* Extrait choisi:
- - - - -

Des cyprès qu'on ne voit guère...
En lisant "Valse aux cyprès", en effet, la première question qui se pose est "de quoi est-il question?". Voilà quatre personnages, deux hommes et deux femmes non nommés, un brin interchangeables comme nous le sommes tous, qui discutent du monde comme nous l'avons tous fait un jour ou l'autre. Et l'un d'eux a une soudaine envie de se suicider après avoir tué plein de gens autour de lui. Le lecteur s'appuie donc des théories sur le monde d'aujourd'hui et de demain, avec des clins d'œil au public, pour ainsi dire intégré au spectacle.

On sent certes l'important travail sur le rythme de l'auteur, en dépit de phrases bancales comme "Je me suis dirigé vers la porte, descendu les trois étages, ouvert la porte principale de l'immeuble..." (p. 81): que d'injonctions contradictoires pour un seul et pauvre auxiliaire de temps! Plus admirable est le travail sur la ponctuation et les répétitions qui, scandées, vont sans doute créer une musique belle aux oreilles des spectateurs. L'écrivain développe ainsi un théâtre de l'absurde: son texte n'est guère porteur de sens, pas plus en tout cas que ces conversations avinées que nous avons toutes et tous eues un jour. Ce qui invite à y chercher autre chose. De la musique avant toute chose, tiens...

Le dispositif de mise en scène lui-même peut surprendre, dans ce qu'il peut avoir d'inutile: il faut un piano sur scène, mais il n'en sera guère fait usage, a priori: il n'est pas certain que les comédiens jouent eux-mêmes la vingt-cinquième variation Goldberg de Jean-Sébastien Bach, volontiers citée.

Il en résulte une impression bizarre: alors que le lecteur suppose qu'il lit du théâtre, il se retrouve en présence d'un texte à la mise en page travaillée, avec des retours à la ligne astucieux et des minuscules en début de phrase. Certes, cela suggère un rythme; mais comment rendre cela sur scène? Et enfin, deux questions demeurent: où est la valse, où sont les cyprès? 

... et un départ vers des mots en musique pure...
Déjà secoué par ce premier texte, le lecteur se trouve avec "Sans partir" en présence d'un monologue qui confine à la poésie, ce que confirment les jeux de mise en page, encore plus travaillés que dans "Valse aux cyprès": on voit par exemple un joli cul-de-lampe en page 125. "Sans partir" se lit comme un long poème dont le sens apparaît parfaitement secondaire (c'est l'histoire d'un mec dont l'esprit bat la campagne, qui bande, qui a des attirances et erre sur les rives du Léman vers Lausanne...): encore une fois, la musique prime, marquée par les blancs typographiques entre autres. Cela, même si elle apparaît parfois longuette, par exemple lors de la litanie de mots qui commence en page 104.

- - - - -

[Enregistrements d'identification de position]
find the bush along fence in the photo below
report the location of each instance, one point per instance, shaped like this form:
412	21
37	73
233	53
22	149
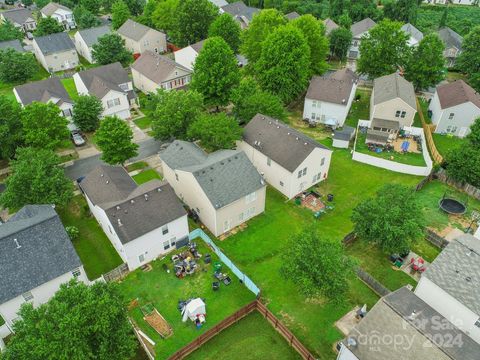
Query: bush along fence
234	318
199	233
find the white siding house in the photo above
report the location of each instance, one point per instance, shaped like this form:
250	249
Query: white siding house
288	160
223	187
454	108
142	222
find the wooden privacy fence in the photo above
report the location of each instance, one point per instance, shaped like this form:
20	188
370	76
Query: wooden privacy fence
232	319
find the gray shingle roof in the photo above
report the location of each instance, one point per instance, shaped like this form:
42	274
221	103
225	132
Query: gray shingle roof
133	210
333	88
403	315
54	43
156	67
393	86
45	253
361	26
281	143
43	91
13	44
225	175
90	36
457	271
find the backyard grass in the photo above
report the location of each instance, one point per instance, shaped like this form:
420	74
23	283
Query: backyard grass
93	247
444	143
146	176
252	338
409	158
163	290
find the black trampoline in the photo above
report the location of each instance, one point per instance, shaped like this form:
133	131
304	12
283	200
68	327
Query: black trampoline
452	206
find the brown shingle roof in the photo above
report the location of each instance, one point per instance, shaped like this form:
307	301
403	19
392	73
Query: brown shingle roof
456	93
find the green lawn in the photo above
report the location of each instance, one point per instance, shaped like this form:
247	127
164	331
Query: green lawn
163	290
146	176
408	158
444	143
95	250
252	338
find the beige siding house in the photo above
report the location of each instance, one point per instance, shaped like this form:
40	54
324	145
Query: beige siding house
393	98
56	52
288	160
223	187
140	38
151	72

- - - - -

* Objectif 1: Réécris les enregistrements depuis la ligne contenant "find the beige" jusqu'à la fin des enregistrements, en remplaçant "beige" par "tan" sans rien modifier d'autre.
* Objectif 2: Rédige la suite de la critique consacrée à « Valse aux cyprès » et « Sans partir ».

* Résultat attendu 1:
find the tan siding house in the photo above
report the location of each instance, one point per instance, shaped like this form:
40	54
324	145
Query: tan siding house
393	98
56	52
288	160
223	187
140	38
151	72

* Résultat attendu 2:
"Un mec qui bande"? Ce n'est donc pas par hasard que "Sans partir" cite de temps à autre des extraits du "Cantique des cantiques", fameux poème érotique biblique. On reconnaît aussi des extraits des Béatitudes! Ceux-ci seront dits sur scène par le comédien, certes. Mais que fait-on des bouts de phrases biffés? Dire ou ne pas dire, manifester autrement, par exemple par une astuce visuelle? L'auteur n'en dit rien, laissant le comédien faire ce qu'il veut. Le spectateur vit cela de façon naturelle; le lecteur, lui, s'avoue perplexe.

... pour un couple familier!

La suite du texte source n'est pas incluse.